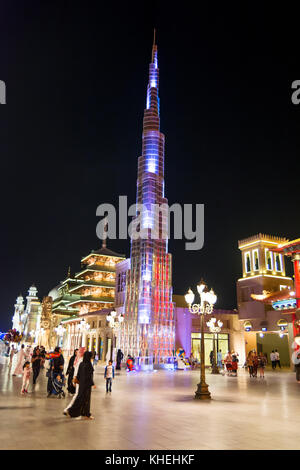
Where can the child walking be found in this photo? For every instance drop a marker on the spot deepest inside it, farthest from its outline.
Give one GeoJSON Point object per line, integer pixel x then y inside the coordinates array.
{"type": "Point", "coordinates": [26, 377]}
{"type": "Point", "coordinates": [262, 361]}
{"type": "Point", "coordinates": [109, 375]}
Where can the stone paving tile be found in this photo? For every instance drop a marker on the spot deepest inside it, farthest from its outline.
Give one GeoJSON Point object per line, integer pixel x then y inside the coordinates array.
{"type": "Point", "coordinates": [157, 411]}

--

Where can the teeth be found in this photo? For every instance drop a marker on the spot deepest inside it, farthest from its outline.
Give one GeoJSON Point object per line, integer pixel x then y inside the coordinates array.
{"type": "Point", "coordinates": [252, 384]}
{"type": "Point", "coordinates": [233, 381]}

**Given request:**
How many lines in the listing above contain the string "photo"? Letter case matters, and the reply should be only the number.

**Finished answer:**
3